- TASK INSTRUCTIONS:
A. Summarize the passage on Estelle Dévé in two sentences.
B. In the passage on Estelle Dévé, rewrite the stretch from "Zambesi aren’t the" through "layer of silver.", putting "cult favorite" in place of "cult phenomenon".

- EXCERPTED PASSAGE:
▼▼▼
Zambesi aren’t the only carpetbaggers on the Australian fashion scene. Jewelry designer Estelle Dévé hails from the South of France, originally, but her brand is based in Melbourne, and in the five years since she launched, it has emerged as something of a cult phenomenon. Dévé’s signature pieces are plated rings with a rough-hewn look; this season, she’s elevated her aesthetic quite a bit, drawing on her French heritage for a bit of soigné, and sourcing influence from the surrealists. Standout pieces in the new collection include statement necklaces with egg-shaped crystal pendants half-covered in a dissolving layer of silver.
▲▲▲
- EXERCISE DATA:
▼▼▼
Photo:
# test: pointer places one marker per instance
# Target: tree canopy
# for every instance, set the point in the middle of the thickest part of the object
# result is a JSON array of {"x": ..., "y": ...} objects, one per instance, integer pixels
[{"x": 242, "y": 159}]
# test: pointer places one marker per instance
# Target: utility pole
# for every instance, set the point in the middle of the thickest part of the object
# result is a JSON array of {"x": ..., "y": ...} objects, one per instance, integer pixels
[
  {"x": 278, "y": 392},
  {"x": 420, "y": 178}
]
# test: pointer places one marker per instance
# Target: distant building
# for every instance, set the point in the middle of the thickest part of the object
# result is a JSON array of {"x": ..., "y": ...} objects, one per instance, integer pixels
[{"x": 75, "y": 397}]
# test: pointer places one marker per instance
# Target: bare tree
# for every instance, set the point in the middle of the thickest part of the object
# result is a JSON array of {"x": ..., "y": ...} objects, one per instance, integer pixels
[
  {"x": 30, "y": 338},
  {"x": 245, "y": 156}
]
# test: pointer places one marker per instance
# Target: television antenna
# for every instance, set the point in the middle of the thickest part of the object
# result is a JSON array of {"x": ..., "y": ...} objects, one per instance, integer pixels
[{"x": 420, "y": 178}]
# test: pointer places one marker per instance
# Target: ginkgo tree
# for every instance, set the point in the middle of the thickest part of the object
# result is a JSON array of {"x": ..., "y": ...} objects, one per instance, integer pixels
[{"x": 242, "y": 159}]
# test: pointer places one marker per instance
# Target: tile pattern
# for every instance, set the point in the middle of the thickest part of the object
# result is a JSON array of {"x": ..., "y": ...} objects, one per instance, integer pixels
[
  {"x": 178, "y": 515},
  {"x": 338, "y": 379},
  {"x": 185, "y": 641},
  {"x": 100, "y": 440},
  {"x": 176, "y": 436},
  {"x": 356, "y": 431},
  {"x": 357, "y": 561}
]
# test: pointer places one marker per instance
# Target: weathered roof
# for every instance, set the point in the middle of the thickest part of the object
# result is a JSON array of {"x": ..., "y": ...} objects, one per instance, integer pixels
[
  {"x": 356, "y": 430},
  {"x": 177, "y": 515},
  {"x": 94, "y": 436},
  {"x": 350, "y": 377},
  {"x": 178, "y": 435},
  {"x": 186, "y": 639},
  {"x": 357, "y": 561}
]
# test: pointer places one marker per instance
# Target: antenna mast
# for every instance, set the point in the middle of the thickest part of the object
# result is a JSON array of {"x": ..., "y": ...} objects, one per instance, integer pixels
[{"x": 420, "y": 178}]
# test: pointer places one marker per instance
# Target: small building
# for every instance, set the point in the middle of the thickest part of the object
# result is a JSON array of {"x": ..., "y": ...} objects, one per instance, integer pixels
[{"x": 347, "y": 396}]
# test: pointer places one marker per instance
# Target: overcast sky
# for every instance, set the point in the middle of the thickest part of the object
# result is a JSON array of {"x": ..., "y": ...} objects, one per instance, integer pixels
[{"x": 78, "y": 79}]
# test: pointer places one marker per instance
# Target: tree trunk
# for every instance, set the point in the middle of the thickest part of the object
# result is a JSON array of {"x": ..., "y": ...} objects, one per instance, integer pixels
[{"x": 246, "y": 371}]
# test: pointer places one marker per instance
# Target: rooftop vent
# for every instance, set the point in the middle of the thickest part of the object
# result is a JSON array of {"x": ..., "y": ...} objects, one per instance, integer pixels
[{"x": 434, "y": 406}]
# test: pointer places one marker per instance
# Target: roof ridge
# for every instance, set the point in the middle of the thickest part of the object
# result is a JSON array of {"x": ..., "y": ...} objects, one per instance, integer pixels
▲▲▲
- ANSWERS TO THE EXERCISES:
A. Estelle Dévé is a jewelry designer from the South of France whose Melbourne-based brand has become something of a cult phenomenon in the five years since its launch. Known for plated rings with a rough-hewn look, she has elevated her aesthetic this season by drawing on her French heritage and on the surrealists, and her new collection includes statement necklaces with egg-shaped crystal pendants half-covered in a dissolving layer of silver.

B.
Zambesi aren’t the only carpetbaggers on the Australian fashion scene. Jewelry designer Estelle Dévé hails from the South of France, originally, but her brand is based in Melbourne, and in the five years since she launched, it has emerged as something of a cult favorite. Dévé’s signature pieces are plated rings with a rough-hewn look; this season, she’s elevated her aesthetic quite a bit, drawing on her French heritage for a bit of soigné, and sourcing influence from the surrealists. Standout pieces in the new collection include statement necklaces with egg-shaped crystal pendants half-covered in a dissolving layer of silver.